● **Problem to solve**: Which lines in the records below contain the word "building"? Gather every one of them and copy each line in full.

===== Materials provided

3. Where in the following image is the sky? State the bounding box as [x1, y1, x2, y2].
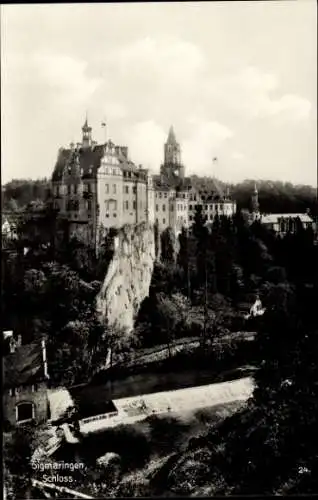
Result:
[1, 0, 317, 185]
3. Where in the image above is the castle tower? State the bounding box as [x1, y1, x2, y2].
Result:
[161, 126, 184, 178]
[82, 116, 92, 148]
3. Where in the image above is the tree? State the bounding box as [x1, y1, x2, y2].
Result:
[4, 426, 34, 500]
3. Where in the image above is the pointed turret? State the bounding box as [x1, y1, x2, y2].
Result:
[161, 126, 184, 178]
[167, 125, 178, 144]
[251, 182, 259, 220]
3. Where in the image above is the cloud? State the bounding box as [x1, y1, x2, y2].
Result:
[182, 118, 234, 173]
[4, 51, 102, 106]
[109, 37, 206, 83]
[33, 53, 102, 101]
[125, 120, 167, 171]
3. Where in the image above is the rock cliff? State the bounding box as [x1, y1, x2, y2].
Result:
[96, 223, 155, 331]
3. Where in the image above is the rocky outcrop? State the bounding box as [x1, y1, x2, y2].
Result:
[96, 223, 155, 331]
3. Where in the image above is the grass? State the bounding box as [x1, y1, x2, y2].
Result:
[74, 402, 246, 496]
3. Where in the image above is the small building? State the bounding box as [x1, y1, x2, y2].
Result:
[260, 213, 314, 235]
[2, 336, 49, 426]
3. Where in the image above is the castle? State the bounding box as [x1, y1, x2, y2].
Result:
[52, 119, 236, 245]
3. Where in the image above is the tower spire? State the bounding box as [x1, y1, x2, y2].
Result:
[167, 125, 177, 144]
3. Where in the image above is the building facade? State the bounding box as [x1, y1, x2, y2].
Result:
[52, 120, 236, 245]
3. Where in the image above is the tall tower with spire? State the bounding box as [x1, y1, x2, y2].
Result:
[161, 126, 184, 179]
[82, 115, 92, 148]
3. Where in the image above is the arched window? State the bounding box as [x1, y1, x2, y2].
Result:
[15, 401, 35, 423]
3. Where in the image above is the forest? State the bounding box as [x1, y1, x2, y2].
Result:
[2, 175, 318, 217]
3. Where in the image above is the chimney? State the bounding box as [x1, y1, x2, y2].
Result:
[9, 337, 17, 354]
[41, 340, 50, 379]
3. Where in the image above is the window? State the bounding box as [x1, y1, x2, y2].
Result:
[15, 403, 34, 422]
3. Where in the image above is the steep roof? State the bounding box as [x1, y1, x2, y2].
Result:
[3, 342, 45, 388]
[167, 125, 177, 144]
[52, 144, 138, 182]
[69, 385, 117, 418]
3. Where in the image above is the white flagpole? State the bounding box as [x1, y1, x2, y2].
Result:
[212, 156, 218, 178]
[102, 119, 107, 144]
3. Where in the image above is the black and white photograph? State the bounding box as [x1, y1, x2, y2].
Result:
[0, 0, 318, 500]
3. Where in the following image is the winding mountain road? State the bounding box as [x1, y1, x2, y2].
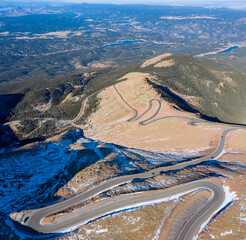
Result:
[14, 86, 245, 240]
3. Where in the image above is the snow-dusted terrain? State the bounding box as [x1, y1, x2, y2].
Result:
[0, 129, 193, 239]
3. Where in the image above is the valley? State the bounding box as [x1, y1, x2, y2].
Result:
[0, 1, 246, 240]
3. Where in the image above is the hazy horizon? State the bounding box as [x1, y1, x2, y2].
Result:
[2, 0, 246, 7]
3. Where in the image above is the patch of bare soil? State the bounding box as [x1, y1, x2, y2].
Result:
[154, 60, 175, 68]
[141, 53, 172, 68]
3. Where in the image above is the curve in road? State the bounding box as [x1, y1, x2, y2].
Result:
[13, 87, 245, 239]
[19, 181, 225, 239]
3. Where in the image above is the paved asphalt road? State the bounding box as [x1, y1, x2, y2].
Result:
[16, 84, 243, 240]
[26, 181, 225, 239]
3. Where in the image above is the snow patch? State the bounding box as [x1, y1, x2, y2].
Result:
[220, 230, 232, 237]
[193, 185, 238, 240]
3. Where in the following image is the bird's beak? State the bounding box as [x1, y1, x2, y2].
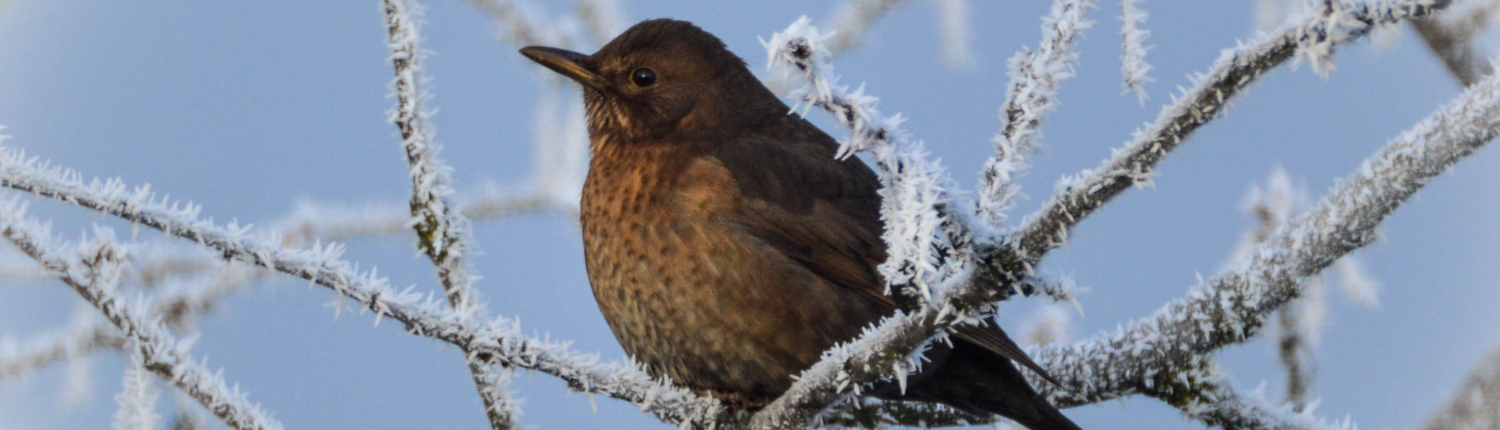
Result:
[521, 46, 605, 90]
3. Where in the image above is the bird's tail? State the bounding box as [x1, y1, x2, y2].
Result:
[906, 342, 1082, 430]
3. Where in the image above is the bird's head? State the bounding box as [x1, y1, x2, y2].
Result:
[521, 19, 786, 144]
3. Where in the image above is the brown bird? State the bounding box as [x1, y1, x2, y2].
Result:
[521, 19, 1079, 429]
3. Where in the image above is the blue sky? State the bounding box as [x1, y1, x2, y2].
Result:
[0, 0, 1500, 430]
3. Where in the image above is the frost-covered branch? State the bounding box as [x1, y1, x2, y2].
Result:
[762, 16, 972, 307]
[383, 0, 521, 430]
[1121, 0, 1157, 105]
[1034, 54, 1500, 406]
[1235, 168, 1325, 411]
[114, 342, 162, 430]
[977, 0, 1448, 299]
[1412, 0, 1500, 87]
[1422, 349, 1500, 430]
[0, 148, 723, 427]
[0, 199, 282, 430]
[275, 187, 578, 246]
[383, 0, 485, 321]
[0, 327, 125, 382]
[0, 255, 258, 382]
[1175, 363, 1356, 430]
[978, 0, 1095, 226]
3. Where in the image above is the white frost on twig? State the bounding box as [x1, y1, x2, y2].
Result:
[977, 0, 1095, 226]
[1034, 54, 1500, 419]
[1422, 349, 1500, 430]
[384, 0, 522, 430]
[761, 16, 972, 300]
[0, 147, 723, 427]
[0, 199, 282, 430]
[114, 342, 162, 430]
[1121, 0, 1157, 106]
[1008, 0, 1439, 277]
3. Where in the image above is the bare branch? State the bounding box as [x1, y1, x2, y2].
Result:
[0, 199, 282, 430]
[1121, 0, 1157, 105]
[1422, 349, 1500, 430]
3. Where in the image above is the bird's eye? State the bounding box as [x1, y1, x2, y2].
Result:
[630, 67, 656, 88]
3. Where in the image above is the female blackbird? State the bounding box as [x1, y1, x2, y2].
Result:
[521, 19, 1079, 429]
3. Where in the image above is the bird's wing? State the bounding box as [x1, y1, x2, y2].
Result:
[711, 138, 1056, 384]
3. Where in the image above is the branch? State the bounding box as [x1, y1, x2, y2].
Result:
[1179, 363, 1358, 430]
[0, 148, 723, 427]
[1422, 349, 1500, 430]
[383, 0, 521, 430]
[0, 253, 258, 382]
[977, 0, 1448, 299]
[1121, 0, 1157, 105]
[1412, 0, 1500, 87]
[114, 345, 162, 430]
[1032, 54, 1500, 408]
[273, 189, 578, 246]
[761, 16, 972, 307]
[0, 199, 282, 430]
[977, 0, 1095, 226]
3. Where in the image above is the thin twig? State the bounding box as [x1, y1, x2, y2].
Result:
[0, 199, 282, 430]
[1032, 56, 1500, 406]
[383, 0, 521, 430]
[0, 148, 723, 427]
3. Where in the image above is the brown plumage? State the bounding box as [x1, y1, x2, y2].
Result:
[521, 19, 1079, 429]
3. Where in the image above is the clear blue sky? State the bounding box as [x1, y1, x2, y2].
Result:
[0, 0, 1500, 430]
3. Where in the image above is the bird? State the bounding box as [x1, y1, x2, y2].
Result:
[521, 18, 1080, 430]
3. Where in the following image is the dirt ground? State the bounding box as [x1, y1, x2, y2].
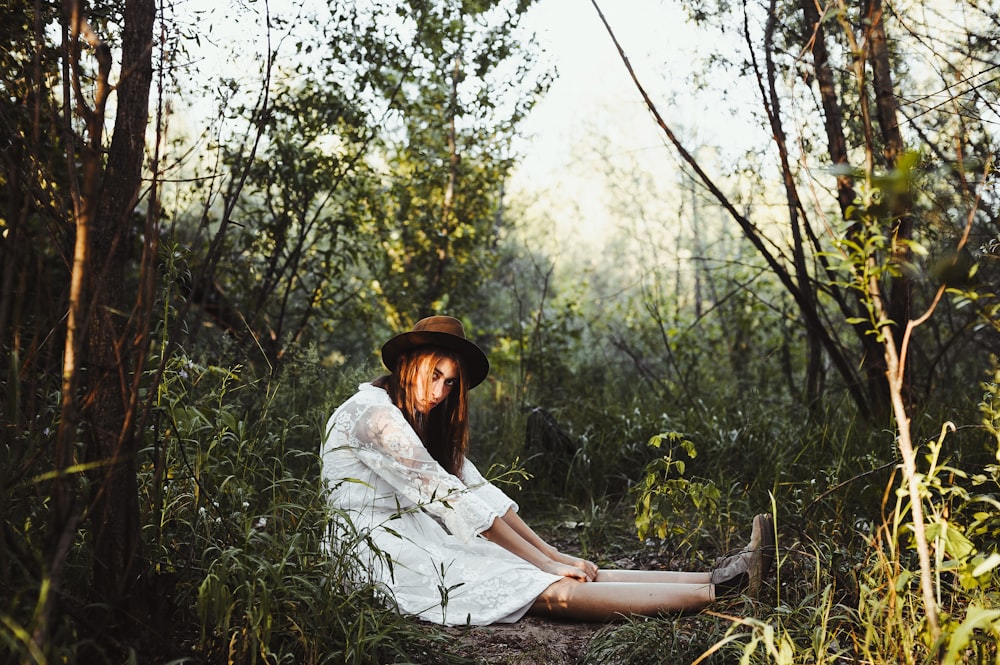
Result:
[446, 616, 603, 665]
[432, 527, 712, 665]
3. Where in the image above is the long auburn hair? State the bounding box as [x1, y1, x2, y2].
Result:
[372, 346, 469, 477]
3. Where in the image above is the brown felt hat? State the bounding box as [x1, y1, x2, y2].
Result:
[382, 316, 490, 388]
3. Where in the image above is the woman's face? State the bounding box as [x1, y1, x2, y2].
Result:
[414, 357, 459, 415]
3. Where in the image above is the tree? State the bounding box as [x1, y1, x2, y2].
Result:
[595, 2, 991, 420]
[0, 0, 158, 650]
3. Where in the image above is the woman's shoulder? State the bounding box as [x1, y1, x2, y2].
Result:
[334, 383, 395, 416]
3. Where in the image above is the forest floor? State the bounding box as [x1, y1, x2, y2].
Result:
[432, 525, 720, 665]
[445, 616, 603, 665]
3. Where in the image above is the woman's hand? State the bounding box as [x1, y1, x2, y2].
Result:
[552, 550, 597, 582]
[539, 560, 594, 582]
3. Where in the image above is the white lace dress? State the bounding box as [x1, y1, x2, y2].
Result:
[321, 383, 561, 625]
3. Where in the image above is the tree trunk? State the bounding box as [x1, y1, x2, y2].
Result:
[83, 0, 156, 607]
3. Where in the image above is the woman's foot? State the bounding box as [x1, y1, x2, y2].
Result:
[711, 514, 774, 598]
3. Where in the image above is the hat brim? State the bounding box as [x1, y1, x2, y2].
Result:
[382, 330, 490, 389]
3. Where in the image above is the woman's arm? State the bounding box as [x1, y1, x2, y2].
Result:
[480, 511, 596, 582]
[501, 510, 597, 581]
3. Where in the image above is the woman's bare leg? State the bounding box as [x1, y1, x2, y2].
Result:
[594, 568, 712, 584]
[531, 571, 714, 621]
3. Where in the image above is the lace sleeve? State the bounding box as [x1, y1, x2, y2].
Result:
[340, 392, 500, 542]
[462, 458, 518, 515]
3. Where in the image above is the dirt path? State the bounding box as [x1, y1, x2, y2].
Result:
[445, 616, 602, 665]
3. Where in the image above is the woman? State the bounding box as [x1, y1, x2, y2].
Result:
[322, 316, 774, 625]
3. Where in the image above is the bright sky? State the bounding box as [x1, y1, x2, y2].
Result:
[179, 0, 760, 251]
[512, 0, 751, 248]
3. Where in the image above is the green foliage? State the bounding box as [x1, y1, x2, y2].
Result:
[145, 354, 464, 663]
[632, 432, 721, 547]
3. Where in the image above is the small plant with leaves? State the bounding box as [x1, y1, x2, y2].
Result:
[633, 432, 721, 546]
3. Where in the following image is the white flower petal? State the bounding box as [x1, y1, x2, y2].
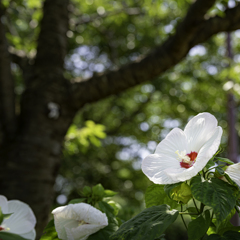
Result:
[52, 205, 78, 239]
[52, 203, 108, 240]
[0, 195, 8, 214]
[225, 163, 240, 187]
[155, 128, 189, 159]
[169, 127, 222, 182]
[72, 203, 108, 226]
[3, 200, 36, 234]
[142, 154, 184, 184]
[21, 229, 36, 240]
[71, 224, 105, 240]
[142, 113, 222, 184]
[184, 113, 217, 152]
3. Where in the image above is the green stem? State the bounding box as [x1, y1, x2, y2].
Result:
[193, 198, 199, 214]
[180, 204, 188, 230]
[200, 203, 205, 213]
[179, 212, 199, 215]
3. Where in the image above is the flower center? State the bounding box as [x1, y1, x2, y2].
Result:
[176, 150, 197, 168]
[78, 220, 89, 226]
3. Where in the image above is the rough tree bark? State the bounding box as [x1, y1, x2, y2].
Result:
[0, 0, 240, 236]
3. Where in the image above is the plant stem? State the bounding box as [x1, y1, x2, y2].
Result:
[200, 203, 205, 213]
[180, 204, 188, 230]
[179, 212, 199, 215]
[193, 198, 199, 213]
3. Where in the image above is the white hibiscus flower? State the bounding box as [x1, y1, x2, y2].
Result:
[52, 203, 108, 240]
[0, 195, 36, 240]
[222, 163, 240, 187]
[142, 113, 222, 184]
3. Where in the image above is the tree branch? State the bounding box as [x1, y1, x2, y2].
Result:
[35, 0, 69, 73]
[9, 51, 29, 70]
[0, 6, 16, 144]
[73, 0, 219, 108]
[75, 7, 143, 26]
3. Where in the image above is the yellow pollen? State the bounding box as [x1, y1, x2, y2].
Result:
[175, 150, 191, 164]
[78, 220, 86, 226]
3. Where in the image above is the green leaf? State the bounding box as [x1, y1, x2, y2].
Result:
[0, 207, 4, 224]
[92, 183, 105, 200]
[188, 210, 211, 240]
[87, 201, 118, 240]
[104, 189, 117, 197]
[164, 182, 182, 199]
[0, 231, 29, 240]
[40, 219, 60, 240]
[216, 167, 224, 176]
[205, 160, 215, 169]
[110, 204, 178, 240]
[145, 184, 178, 208]
[215, 157, 234, 165]
[191, 176, 237, 221]
[107, 201, 121, 216]
[87, 222, 118, 240]
[82, 186, 92, 197]
[98, 201, 114, 217]
[3, 213, 13, 219]
[68, 198, 86, 204]
[164, 183, 192, 204]
[207, 231, 240, 240]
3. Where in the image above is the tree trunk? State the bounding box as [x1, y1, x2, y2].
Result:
[0, 83, 75, 237]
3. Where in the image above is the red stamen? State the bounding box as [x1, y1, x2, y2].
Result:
[180, 162, 191, 168]
[187, 152, 197, 161]
[180, 152, 197, 168]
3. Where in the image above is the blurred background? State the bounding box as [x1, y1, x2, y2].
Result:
[2, 0, 240, 239]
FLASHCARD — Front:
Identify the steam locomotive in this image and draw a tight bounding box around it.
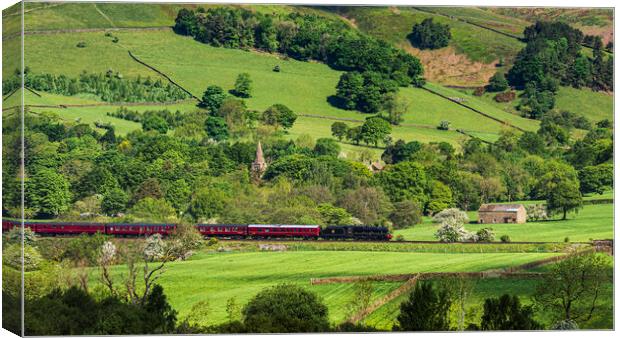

==========

● **Worked solution**:
3. Where in the image above is the small building? State the bounding box as [x1, y1, x2, y2].
3. Where in the image above is the building facade? State the bounding box as [x1, y1, x2, y2].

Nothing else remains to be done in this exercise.